- _SUPPLIED DATA_:
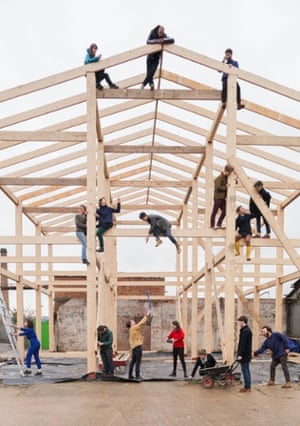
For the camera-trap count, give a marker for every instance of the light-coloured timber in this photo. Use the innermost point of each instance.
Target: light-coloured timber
(159, 151)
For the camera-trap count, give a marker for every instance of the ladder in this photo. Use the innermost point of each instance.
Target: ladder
(9, 331)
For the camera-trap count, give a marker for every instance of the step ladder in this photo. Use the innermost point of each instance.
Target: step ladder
(10, 334)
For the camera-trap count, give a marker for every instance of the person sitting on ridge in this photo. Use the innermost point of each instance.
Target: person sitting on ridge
(159, 226)
(100, 75)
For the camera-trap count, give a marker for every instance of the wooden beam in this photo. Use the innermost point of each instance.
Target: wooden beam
(148, 184)
(39, 181)
(154, 149)
(162, 94)
(268, 140)
(41, 136)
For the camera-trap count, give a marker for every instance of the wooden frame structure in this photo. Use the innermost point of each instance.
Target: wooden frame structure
(156, 150)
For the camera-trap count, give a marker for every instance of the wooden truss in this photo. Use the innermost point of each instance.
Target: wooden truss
(156, 150)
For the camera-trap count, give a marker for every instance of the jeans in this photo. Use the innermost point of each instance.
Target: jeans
(283, 361)
(152, 64)
(178, 352)
(107, 360)
(102, 75)
(258, 224)
(33, 351)
(246, 374)
(101, 230)
(218, 204)
(136, 359)
(82, 238)
(168, 234)
(224, 92)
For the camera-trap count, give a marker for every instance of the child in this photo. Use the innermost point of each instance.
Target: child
(204, 360)
(34, 347)
(243, 226)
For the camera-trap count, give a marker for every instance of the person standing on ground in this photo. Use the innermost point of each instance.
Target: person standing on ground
(90, 58)
(136, 340)
(159, 226)
(204, 360)
(231, 63)
(176, 336)
(220, 194)
(279, 345)
(156, 36)
(80, 222)
(244, 231)
(266, 196)
(105, 341)
(244, 352)
(34, 348)
(104, 215)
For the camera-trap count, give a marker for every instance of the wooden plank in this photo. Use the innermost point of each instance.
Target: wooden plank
(148, 184)
(205, 95)
(41, 136)
(39, 181)
(268, 140)
(157, 149)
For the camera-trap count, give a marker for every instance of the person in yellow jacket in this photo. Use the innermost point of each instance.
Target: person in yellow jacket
(136, 340)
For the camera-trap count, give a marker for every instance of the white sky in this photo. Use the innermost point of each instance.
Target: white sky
(40, 38)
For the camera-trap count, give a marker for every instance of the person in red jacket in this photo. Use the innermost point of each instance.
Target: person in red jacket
(176, 337)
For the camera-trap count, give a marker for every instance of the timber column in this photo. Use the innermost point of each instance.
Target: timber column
(91, 221)
(229, 320)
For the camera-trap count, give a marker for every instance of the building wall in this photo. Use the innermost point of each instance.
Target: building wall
(71, 323)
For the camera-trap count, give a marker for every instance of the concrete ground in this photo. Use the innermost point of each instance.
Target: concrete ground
(42, 401)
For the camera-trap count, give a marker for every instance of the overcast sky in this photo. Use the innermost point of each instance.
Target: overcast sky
(40, 38)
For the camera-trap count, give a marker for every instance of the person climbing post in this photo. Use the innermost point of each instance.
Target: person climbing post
(266, 196)
(156, 36)
(159, 226)
(244, 231)
(231, 63)
(91, 58)
(220, 194)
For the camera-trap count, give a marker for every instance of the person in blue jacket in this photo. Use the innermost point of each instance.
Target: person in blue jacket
(34, 348)
(156, 36)
(278, 343)
(232, 63)
(104, 215)
(90, 58)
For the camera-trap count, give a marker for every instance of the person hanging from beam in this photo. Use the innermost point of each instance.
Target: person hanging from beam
(91, 58)
(244, 231)
(80, 223)
(159, 226)
(156, 36)
(104, 215)
(231, 63)
(266, 196)
(220, 194)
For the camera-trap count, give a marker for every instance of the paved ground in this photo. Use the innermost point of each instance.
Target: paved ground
(40, 401)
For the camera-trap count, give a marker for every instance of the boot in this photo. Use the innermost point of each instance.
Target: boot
(248, 253)
(237, 248)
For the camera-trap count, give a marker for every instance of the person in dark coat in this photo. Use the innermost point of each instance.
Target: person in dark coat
(204, 360)
(266, 196)
(105, 341)
(244, 352)
(231, 63)
(159, 226)
(104, 215)
(278, 343)
(156, 36)
(220, 195)
(243, 228)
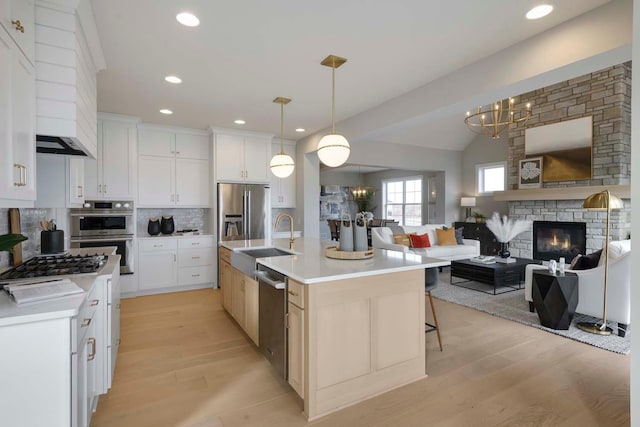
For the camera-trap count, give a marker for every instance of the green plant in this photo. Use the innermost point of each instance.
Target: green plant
(8, 241)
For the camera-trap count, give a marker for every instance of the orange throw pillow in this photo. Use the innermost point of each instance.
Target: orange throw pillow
(401, 239)
(446, 237)
(420, 241)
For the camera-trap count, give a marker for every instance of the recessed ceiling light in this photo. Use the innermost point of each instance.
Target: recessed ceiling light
(188, 19)
(173, 79)
(539, 11)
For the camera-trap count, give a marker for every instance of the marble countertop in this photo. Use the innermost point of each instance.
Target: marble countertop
(309, 264)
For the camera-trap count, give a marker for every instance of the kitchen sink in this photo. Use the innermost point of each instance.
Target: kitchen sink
(245, 260)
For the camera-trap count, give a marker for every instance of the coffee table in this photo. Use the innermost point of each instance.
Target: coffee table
(509, 277)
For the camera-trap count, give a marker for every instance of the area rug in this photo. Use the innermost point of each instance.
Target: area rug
(513, 306)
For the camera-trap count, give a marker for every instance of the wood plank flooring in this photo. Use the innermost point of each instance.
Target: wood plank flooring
(183, 362)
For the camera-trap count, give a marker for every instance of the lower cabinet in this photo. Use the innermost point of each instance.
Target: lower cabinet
(169, 264)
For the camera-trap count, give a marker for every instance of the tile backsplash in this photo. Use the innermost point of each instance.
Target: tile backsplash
(198, 219)
(30, 224)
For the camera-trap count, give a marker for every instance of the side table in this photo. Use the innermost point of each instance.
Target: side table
(555, 297)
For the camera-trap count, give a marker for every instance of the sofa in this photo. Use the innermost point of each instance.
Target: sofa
(591, 290)
(382, 237)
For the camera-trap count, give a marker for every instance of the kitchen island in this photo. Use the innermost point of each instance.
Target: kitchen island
(355, 327)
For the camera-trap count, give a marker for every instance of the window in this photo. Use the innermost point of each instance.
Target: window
(403, 200)
(491, 177)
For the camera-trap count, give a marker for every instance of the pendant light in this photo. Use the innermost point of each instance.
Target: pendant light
(282, 164)
(333, 149)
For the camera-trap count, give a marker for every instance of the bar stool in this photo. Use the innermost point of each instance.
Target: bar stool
(430, 283)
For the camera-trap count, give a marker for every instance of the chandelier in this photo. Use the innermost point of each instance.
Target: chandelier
(495, 120)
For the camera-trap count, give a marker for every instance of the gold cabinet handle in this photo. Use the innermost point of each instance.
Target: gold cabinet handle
(92, 341)
(18, 25)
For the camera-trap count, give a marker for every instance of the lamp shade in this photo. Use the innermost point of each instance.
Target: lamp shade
(282, 165)
(333, 150)
(468, 202)
(599, 201)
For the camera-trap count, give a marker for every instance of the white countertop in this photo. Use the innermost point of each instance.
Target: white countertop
(13, 314)
(310, 265)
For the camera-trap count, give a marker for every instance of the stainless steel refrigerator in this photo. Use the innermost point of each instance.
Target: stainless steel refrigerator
(243, 211)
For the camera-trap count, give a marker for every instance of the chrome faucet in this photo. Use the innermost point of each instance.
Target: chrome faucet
(278, 218)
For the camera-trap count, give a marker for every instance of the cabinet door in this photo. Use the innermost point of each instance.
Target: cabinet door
(156, 143)
(192, 146)
(226, 279)
(229, 158)
(157, 270)
(117, 156)
(192, 182)
(23, 116)
(251, 308)
(257, 153)
(76, 181)
(238, 299)
(295, 351)
(155, 181)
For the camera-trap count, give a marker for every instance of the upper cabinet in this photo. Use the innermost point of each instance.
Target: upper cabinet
(112, 175)
(17, 17)
(17, 109)
(283, 190)
(173, 167)
(242, 157)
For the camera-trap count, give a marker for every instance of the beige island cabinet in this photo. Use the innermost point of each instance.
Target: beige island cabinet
(355, 327)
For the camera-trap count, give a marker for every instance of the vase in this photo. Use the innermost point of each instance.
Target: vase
(504, 250)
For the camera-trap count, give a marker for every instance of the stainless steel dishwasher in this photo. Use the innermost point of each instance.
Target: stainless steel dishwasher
(272, 314)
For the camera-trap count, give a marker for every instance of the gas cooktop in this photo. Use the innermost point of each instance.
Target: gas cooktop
(55, 265)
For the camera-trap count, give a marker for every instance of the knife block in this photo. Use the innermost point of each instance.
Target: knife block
(52, 242)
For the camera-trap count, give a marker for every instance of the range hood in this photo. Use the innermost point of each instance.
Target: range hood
(58, 145)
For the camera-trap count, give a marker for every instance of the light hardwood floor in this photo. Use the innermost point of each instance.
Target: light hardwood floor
(184, 362)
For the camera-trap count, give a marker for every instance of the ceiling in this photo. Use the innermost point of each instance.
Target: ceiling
(246, 53)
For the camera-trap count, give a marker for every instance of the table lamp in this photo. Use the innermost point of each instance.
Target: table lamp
(600, 201)
(468, 202)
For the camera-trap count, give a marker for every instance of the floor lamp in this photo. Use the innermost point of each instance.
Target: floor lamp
(608, 201)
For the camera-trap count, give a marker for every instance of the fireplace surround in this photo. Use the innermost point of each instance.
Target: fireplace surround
(555, 239)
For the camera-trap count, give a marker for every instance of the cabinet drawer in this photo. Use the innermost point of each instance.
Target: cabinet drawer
(195, 275)
(196, 242)
(295, 293)
(195, 257)
(150, 245)
(225, 255)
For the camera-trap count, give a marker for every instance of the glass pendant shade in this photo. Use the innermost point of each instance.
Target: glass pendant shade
(333, 150)
(282, 165)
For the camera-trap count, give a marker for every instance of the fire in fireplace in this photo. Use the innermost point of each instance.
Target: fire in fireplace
(555, 239)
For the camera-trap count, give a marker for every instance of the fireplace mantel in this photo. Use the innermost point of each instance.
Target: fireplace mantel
(561, 193)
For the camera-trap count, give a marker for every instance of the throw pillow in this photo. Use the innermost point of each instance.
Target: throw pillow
(446, 237)
(402, 239)
(420, 240)
(587, 262)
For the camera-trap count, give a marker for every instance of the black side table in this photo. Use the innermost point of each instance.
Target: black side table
(555, 298)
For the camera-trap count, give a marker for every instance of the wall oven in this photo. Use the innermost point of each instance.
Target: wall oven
(105, 223)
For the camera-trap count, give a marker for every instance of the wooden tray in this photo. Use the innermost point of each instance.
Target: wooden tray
(335, 253)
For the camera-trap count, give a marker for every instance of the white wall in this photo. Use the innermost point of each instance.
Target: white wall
(483, 149)
(635, 223)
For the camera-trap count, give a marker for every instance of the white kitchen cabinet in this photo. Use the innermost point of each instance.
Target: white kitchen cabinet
(283, 190)
(242, 158)
(173, 168)
(112, 175)
(17, 17)
(17, 125)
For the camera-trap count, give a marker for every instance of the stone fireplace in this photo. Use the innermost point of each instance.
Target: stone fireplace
(605, 95)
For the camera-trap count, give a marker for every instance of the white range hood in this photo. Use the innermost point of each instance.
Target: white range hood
(68, 56)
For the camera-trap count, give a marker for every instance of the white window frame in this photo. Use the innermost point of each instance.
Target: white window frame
(404, 204)
(480, 176)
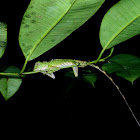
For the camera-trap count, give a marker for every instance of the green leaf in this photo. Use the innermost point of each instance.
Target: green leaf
(90, 78)
(3, 38)
(124, 65)
(121, 23)
(10, 84)
(47, 22)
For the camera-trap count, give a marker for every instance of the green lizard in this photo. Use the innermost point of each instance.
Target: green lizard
(48, 68)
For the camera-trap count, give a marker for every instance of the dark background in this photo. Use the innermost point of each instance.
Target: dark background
(43, 102)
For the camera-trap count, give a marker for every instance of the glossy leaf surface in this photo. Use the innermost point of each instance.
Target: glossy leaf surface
(47, 22)
(121, 23)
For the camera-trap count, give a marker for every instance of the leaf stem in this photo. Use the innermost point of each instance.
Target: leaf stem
(9, 74)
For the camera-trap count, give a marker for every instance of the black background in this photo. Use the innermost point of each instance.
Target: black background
(42, 103)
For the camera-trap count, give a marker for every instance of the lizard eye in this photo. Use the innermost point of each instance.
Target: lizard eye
(37, 64)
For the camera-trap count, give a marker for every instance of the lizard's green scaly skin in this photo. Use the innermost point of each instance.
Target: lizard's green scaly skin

- _WHAT YOU NEED TO DO_: In the records above, find the line containing "the green lizard"; please retype it and every line after it through the last line, exactly and with nothing else.

- _ANSWER TO THE TASK_:
For the camera-trap count, give a marker for every instance of the green lizard in this photo. Use the innermost point of each instance.
Target: green lizard
(48, 68)
For the camera-trap count, give a marker for every instance of the dark background in this photo. Use the innermost point of each instance.
Target: dark background
(43, 102)
For the camera-trap count, give a marker for every instance of the glossy leaf surface in this photo. Use the innermost point of each instance.
Target: glossy leaf surface
(47, 22)
(121, 23)
For the camera-trap count, give a marker for every instance of the leaf stem in this photo. Use the innermost point of each instance.
Target: leaf stem
(9, 74)
For the camera-trap count, give a marker for every instance of the black background in this photo. Use the innermost point of each instance.
Target: black background
(42, 103)
For the camera-trap count, give a marker for every instance of the lizard eye in this photo. Use the innermost point of each instance.
Target: lizard eye
(37, 64)
For the camera-trap count, give a marker for every instance of the lizard's green scaly skin in this photo. Use the innermost point of each instance.
Target: lizard's green scaly skin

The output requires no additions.